→ **Excerpt provided**

════════════════════

# Mexican Manicotti



## mish (Jan 19, 2005)

Mexican Manicotti
1 lb. ground beef or ground turkey
1 16-oz. can refried beans
2 1/2 tsp. chili powder
2 tsp. dried oregano
1 8-oz. pkg. manicotti shells
2 1/2 cups water
1 16-oz. jar picante sauce
2 cups sour cream
1 cup shredded Monterey Jack cheese
1/2 cup sliced olives
1/4 cup sliced green onions

Combine uncooked meat, beans, chili powder, and oregano. Spoon into shells; place in a greased 9"x 13" baking dish. Combine water and picante sauce and pour over shells. Cover; refrigerate overnight.

Remove dish from refrigerator 30 minutes before baking. Cover and bake at 350°F for 1 hour. Uncover; top shells with sour cream, cheese, olives, and onions. Bake 5-10 minutes longer.


----------



## honeybee (Jan 21, 2005)

Would it be better to brown and drain meat ahead of time? I noticed the recipe said not to do that.


----------



## mish (Jan 24, 2005)

Honeybee, I did a double-take when I first read the recipe (i.e not browning the beef or cooking the noodles first).  While, I have not tried it yet, I like the idea of saving a few steps for a quick meal.  Think recipe originally came from a Taste of Home?  Did some more research & read another option is to make it w/o the beef & use refried beans.  Another recipe I saved was made in the microwave.  Yet another was made with chicken.  I like experimenting with recipes...so, guess you could always brown the beef first if you wish.  I like a new twist on an old dish. If you're interested in the other variations I mentioned, just wave.  Thanks for your input.


----------



## jkath (Jan 29, 2005)

This sounds so good - I love recipes you can make the night before!
Thanks for this one!


----------



## mish (Jan 29, 2005)

~Copper said:
			
		

> This sounds so good - I love recipes you can make the night before!
> Thanks for this one!



Your Welcome Copper.  Hope it turns out to your liking.  Oops, wanted to mention, one recipe said you don't have to wait over night.  Was prepared right away.  See what you think.

════════════════════

→ **Raw data**
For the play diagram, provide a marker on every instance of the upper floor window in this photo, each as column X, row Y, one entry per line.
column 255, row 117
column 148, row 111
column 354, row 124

════════════════════

→ **Tasks and exercises**
1 - Reproduce the stretch of the Mexican manicotti thread from "Remove dish from" through "to do that.".
2 - Decide whether each statement below agrees with the Mexican manicotti thread, answering yes or no and quoting the deciding words. (a) The dish bakes uncovered for the first hour. (b) The filled shells go into a greased 9"x 13" baking dish. (c) The meat is mixed into the filling before it is cooked.

→ **Results of the tasks**
1 -
Remove dish from refrigerator 30 minutes before baking. Cover and bake at 350°F for 1 hour. Uncover; top shells with sour cream, cheese, olives, and onions. Bake 5-10 minutes longer.


----------



## honeybee (Jan 21, 2005)

Would it be better to brown and drain meat ahead of time? I noticed the recipe said not to do that.

2 -
(a) No: "Cover and bake at 350°F for 1 hour."
(b) Yes: "place in a greased 9"x 13" baking dish."
(c) Yes: "Combine uncooked meat, beans, chili powder, and oregano."